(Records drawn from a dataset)
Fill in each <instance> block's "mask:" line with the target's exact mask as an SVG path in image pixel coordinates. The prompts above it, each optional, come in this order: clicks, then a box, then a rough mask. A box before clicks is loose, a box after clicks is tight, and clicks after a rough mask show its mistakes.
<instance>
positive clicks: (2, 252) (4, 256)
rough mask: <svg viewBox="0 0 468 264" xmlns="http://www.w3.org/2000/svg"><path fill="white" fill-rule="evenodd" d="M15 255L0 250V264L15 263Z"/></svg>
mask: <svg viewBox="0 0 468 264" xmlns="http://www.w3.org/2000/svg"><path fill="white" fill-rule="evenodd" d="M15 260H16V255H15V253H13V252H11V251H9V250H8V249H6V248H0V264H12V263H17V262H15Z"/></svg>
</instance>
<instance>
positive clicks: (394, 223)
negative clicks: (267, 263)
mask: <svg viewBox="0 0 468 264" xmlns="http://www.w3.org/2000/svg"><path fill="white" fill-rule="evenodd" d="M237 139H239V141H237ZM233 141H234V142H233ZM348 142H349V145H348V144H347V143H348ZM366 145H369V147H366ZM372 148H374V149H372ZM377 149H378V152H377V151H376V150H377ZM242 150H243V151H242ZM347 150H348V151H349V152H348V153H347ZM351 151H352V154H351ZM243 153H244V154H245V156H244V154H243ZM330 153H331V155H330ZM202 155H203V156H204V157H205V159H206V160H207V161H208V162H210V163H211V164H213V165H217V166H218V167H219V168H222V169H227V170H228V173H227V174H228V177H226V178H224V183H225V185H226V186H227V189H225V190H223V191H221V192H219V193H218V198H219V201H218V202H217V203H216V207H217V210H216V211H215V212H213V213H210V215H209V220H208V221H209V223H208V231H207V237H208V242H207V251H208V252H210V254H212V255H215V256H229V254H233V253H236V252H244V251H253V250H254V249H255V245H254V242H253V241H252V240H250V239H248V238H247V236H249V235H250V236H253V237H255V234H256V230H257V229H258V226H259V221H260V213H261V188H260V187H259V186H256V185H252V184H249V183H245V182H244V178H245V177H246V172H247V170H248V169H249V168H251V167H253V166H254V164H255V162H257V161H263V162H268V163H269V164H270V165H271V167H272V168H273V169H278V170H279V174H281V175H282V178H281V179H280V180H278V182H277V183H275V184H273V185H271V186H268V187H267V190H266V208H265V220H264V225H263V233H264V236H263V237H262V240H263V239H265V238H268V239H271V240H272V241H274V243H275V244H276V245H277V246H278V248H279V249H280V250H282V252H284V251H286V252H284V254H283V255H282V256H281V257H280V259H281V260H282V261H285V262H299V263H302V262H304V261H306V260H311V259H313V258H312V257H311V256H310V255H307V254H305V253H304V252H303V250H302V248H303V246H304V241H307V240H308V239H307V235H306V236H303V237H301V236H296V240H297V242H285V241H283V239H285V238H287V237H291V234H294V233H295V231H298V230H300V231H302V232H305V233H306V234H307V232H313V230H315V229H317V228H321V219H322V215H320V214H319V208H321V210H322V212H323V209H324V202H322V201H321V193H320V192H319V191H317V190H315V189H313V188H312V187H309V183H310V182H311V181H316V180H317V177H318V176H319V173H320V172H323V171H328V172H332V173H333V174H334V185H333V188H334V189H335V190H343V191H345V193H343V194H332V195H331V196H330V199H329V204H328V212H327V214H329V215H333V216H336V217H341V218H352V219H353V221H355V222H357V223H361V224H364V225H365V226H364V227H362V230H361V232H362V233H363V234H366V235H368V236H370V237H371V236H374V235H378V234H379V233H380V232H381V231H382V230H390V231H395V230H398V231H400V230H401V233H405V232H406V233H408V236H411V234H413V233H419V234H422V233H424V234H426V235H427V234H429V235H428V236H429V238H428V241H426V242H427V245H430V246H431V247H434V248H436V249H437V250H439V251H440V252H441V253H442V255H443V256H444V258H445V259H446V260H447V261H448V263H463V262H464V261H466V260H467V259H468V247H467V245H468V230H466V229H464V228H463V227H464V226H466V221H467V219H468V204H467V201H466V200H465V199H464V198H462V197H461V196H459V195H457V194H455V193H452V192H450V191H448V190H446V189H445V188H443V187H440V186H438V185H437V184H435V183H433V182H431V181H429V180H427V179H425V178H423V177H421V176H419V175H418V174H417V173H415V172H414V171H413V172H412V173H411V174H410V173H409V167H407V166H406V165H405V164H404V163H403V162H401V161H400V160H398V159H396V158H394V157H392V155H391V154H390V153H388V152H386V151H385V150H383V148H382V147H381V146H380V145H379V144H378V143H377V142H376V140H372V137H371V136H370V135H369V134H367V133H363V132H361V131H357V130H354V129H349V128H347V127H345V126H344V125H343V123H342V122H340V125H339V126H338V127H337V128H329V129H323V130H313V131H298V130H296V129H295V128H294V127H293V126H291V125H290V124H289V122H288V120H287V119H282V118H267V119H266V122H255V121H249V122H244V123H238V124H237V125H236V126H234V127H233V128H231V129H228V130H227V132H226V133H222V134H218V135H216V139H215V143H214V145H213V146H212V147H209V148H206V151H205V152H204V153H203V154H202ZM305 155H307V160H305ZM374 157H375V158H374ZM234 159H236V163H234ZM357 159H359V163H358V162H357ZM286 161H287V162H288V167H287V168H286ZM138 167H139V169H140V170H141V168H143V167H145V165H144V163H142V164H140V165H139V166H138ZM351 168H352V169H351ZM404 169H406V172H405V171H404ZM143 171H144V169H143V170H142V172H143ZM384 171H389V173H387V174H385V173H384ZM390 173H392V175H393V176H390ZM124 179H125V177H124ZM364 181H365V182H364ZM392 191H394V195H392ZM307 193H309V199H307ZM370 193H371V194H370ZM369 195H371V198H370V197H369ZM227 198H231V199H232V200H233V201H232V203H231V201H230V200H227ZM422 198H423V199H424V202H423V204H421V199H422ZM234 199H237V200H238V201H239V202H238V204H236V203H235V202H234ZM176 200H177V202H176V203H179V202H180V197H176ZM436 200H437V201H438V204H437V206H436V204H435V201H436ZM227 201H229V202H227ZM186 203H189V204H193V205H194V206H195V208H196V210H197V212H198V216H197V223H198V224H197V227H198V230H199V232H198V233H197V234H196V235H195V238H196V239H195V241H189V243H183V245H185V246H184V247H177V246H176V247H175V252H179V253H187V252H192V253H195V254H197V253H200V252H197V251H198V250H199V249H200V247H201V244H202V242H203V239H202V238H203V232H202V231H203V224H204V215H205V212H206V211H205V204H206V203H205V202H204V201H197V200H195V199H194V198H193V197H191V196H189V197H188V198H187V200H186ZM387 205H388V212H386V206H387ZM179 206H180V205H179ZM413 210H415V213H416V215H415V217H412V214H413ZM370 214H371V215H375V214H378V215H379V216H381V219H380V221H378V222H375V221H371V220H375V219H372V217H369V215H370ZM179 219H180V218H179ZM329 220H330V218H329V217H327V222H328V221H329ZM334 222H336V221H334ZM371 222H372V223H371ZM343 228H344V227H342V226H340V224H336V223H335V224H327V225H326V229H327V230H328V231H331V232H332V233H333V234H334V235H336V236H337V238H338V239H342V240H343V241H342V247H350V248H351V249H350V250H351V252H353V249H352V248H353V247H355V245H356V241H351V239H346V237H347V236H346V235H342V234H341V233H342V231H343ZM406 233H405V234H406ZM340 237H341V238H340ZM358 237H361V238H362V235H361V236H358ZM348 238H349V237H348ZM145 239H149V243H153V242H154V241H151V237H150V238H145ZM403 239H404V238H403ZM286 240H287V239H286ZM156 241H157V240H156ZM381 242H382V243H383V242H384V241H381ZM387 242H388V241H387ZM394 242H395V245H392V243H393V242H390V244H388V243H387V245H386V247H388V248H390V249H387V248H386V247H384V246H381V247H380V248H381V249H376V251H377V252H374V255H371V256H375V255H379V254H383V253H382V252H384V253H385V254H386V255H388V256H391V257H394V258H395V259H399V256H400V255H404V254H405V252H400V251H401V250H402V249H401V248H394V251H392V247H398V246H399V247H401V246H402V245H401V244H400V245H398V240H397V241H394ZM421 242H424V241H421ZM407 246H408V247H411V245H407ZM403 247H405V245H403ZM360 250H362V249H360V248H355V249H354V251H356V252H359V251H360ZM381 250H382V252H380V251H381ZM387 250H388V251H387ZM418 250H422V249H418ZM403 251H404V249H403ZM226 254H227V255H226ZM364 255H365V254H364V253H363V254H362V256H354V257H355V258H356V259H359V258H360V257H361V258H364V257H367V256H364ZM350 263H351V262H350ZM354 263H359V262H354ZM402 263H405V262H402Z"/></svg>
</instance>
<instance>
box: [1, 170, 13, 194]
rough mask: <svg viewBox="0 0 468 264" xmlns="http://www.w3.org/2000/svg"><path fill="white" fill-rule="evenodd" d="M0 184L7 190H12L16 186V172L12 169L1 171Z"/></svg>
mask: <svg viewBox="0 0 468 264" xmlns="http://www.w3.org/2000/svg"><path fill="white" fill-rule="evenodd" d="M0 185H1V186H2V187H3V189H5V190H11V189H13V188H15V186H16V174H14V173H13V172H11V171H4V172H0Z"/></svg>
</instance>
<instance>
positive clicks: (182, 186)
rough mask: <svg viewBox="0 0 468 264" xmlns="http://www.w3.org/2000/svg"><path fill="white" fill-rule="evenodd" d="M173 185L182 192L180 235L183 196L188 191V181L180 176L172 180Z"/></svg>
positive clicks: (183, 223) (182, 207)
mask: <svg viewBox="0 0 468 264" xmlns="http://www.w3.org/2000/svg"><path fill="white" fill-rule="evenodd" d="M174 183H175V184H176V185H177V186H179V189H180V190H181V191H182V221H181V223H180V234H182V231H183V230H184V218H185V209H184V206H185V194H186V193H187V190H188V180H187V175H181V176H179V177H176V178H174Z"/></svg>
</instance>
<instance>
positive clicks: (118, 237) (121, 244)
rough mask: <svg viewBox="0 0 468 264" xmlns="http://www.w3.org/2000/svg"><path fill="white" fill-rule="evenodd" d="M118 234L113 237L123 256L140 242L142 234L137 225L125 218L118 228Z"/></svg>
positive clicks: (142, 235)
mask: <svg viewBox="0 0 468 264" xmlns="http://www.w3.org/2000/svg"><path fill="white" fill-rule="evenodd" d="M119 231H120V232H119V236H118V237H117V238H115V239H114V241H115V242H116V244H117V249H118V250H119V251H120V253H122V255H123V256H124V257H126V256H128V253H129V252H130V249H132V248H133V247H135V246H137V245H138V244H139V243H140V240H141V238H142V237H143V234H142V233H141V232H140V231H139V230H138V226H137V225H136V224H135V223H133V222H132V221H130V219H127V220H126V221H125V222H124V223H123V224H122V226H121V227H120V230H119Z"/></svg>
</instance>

### Try it
From the records above, transcribe exactly the run of lines that opens with the line holding "box: [1, 170, 13, 194]" and closes with the line holding "234L113 237L123 256L140", both included.

### Exercise solution
box: [1, 170, 13, 194]
rough mask: <svg viewBox="0 0 468 264" xmlns="http://www.w3.org/2000/svg"><path fill="white" fill-rule="evenodd" d="M0 184L7 190H12L16 186V172L12 169L1 171Z"/></svg>
mask: <svg viewBox="0 0 468 264" xmlns="http://www.w3.org/2000/svg"><path fill="white" fill-rule="evenodd" d="M0 185H1V186H2V187H3V189H5V190H11V189H13V188H15V186H16V174H14V173H13V172H11V171H4V172H0Z"/></svg>
</instance>
<instance>
positive clicks: (182, 186)
rough mask: <svg viewBox="0 0 468 264" xmlns="http://www.w3.org/2000/svg"><path fill="white" fill-rule="evenodd" d="M173 185L182 192L180 235L183 196L188 191V181L180 176L172 180Z"/></svg>
positive clicks: (183, 223) (182, 207)
mask: <svg viewBox="0 0 468 264" xmlns="http://www.w3.org/2000/svg"><path fill="white" fill-rule="evenodd" d="M174 183H175V184H176V185H177V186H179V189H180V190H181V191H182V221H181V223H180V234H182V231H183V230H184V218H185V209H184V206H185V194H186V193H187V190H188V180H187V175H181V176H179V177H176V178H174Z"/></svg>
</instance>
<instance>
positive clicks: (118, 237) (121, 244)
rough mask: <svg viewBox="0 0 468 264" xmlns="http://www.w3.org/2000/svg"><path fill="white" fill-rule="evenodd" d="M118 234L113 237L123 256L140 242L142 234L137 225L125 218L118 228Z"/></svg>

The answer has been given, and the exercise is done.